[Start of Attachment]

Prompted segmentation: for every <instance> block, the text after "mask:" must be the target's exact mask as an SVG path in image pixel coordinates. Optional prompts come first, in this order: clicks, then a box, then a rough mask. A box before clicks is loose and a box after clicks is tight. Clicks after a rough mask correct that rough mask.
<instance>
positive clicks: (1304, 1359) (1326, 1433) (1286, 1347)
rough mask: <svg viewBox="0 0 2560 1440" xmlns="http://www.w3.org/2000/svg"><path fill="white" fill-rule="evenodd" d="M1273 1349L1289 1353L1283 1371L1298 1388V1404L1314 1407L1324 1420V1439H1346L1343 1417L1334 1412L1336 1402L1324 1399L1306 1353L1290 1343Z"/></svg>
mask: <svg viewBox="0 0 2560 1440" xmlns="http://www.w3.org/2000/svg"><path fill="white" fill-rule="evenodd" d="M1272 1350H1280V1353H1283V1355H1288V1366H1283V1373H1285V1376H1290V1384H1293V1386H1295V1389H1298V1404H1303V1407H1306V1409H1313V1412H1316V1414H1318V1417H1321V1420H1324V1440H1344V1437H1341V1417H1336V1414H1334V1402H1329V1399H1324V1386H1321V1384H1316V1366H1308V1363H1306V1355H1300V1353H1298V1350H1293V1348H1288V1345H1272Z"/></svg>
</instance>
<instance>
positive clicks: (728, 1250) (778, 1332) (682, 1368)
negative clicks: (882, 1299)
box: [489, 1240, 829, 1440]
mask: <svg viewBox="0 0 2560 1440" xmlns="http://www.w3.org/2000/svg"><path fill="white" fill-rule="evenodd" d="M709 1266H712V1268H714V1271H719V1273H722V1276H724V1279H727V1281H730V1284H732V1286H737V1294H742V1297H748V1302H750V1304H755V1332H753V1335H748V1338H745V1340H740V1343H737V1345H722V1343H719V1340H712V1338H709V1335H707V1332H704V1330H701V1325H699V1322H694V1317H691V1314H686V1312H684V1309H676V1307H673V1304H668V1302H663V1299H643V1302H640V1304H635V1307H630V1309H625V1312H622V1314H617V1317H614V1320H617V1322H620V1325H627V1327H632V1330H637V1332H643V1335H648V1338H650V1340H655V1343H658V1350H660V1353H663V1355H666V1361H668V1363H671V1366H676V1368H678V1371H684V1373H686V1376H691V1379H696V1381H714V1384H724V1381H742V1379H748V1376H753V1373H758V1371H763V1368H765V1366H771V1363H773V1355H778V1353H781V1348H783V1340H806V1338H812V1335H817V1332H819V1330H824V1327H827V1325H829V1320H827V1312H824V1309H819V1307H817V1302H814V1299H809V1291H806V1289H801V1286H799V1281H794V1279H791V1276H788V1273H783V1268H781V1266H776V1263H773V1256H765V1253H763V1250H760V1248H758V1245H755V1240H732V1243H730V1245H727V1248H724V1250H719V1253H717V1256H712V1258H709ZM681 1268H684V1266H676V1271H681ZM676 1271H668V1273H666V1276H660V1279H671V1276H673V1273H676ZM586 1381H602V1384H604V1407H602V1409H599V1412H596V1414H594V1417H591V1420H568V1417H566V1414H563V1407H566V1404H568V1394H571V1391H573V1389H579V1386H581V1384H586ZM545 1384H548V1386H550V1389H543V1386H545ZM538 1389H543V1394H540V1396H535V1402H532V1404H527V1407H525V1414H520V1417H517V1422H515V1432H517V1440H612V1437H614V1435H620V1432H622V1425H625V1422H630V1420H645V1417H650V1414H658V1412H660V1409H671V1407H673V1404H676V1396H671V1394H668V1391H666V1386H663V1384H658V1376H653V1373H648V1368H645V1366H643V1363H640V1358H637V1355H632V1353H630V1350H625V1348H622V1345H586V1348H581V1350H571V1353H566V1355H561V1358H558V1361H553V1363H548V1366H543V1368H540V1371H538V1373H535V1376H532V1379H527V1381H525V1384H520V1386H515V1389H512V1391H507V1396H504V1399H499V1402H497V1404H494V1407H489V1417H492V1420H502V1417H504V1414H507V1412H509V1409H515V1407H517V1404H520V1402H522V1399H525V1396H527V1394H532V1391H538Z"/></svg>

[End of Attachment]

Please, from the entries above, set down exactly the lines from the one containing "rough mask: <svg" through the one containing "negative clicks: (882, 1299)", and only those.

• _Result of this task_:
rough mask: <svg viewBox="0 0 2560 1440" xmlns="http://www.w3.org/2000/svg"><path fill="white" fill-rule="evenodd" d="M1273 1349L1289 1353L1283 1371L1298 1388V1404L1314 1407L1324 1420V1439H1346L1343 1417L1334 1412L1336 1402L1324 1399L1306 1353L1290 1343Z"/></svg>
mask: <svg viewBox="0 0 2560 1440" xmlns="http://www.w3.org/2000/svg"><path fill="white" fill-rule="evenodd" d="M1272 1350H1280V1353H1283V1355H1288V1366H1283V1373H1285V1376H1290V1384H1293V1386H1295V1389H1298V1404H1303V1407H1306V1409H1313V1412H1316V1414H1318V1417H1321V1420H1324V1440H1344V1437H1341V1417H1336V1414H1334V1402H1329V1399H1324V1386H1321V1384H1316V1366H1308V1363H1306V1355H1300V1353H1298V1350H1293V1348H1288V1345H1272Z"/></svg>
</instance>
<instance>
positive clicks: (728, 1250) (778, 1332) (682, 1368)
negative clicks: (882, 1299)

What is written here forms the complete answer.